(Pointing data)
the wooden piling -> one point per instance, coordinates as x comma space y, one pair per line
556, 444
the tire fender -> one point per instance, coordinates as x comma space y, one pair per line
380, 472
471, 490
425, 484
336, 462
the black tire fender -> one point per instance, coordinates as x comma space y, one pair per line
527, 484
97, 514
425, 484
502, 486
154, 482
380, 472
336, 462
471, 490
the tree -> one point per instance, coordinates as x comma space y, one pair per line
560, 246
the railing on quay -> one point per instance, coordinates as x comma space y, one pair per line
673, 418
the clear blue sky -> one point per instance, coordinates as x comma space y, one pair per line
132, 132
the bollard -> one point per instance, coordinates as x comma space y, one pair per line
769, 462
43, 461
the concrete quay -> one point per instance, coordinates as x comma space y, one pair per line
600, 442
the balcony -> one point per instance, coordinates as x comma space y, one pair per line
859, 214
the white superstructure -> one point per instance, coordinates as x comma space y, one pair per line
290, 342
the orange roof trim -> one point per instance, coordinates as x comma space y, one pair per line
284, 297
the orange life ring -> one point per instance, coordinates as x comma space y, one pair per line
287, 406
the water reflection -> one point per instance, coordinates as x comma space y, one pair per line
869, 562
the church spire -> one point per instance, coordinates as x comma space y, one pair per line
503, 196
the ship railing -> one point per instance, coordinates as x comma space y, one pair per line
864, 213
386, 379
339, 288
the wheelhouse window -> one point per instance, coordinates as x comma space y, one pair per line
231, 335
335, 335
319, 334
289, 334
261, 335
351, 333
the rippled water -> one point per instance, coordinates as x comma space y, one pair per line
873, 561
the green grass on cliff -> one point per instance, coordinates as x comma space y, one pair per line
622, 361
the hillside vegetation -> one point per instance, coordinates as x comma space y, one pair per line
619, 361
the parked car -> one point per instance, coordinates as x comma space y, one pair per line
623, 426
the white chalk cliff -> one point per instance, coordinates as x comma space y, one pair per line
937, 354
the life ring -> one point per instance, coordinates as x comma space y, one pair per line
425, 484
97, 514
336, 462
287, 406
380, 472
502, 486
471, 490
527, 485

* * *

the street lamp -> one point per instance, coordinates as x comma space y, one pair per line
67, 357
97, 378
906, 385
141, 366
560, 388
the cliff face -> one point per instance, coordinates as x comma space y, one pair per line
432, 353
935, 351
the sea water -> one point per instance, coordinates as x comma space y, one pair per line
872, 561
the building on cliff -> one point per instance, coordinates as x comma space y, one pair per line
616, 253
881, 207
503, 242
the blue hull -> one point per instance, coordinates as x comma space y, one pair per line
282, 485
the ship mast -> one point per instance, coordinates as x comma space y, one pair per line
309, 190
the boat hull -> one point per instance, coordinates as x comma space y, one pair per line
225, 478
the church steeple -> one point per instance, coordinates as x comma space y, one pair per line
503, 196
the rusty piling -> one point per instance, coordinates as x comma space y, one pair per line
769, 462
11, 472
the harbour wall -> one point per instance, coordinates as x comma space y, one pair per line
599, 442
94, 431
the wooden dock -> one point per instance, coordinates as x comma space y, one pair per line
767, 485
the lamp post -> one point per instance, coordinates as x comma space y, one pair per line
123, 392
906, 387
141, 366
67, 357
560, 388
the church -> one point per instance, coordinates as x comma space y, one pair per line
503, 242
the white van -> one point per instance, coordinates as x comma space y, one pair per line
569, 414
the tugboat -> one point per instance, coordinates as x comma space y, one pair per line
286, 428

**Stated exercise**
Please report how many lines in the data above contain the word "orange", and give only the number.

**Solution to the problem**
2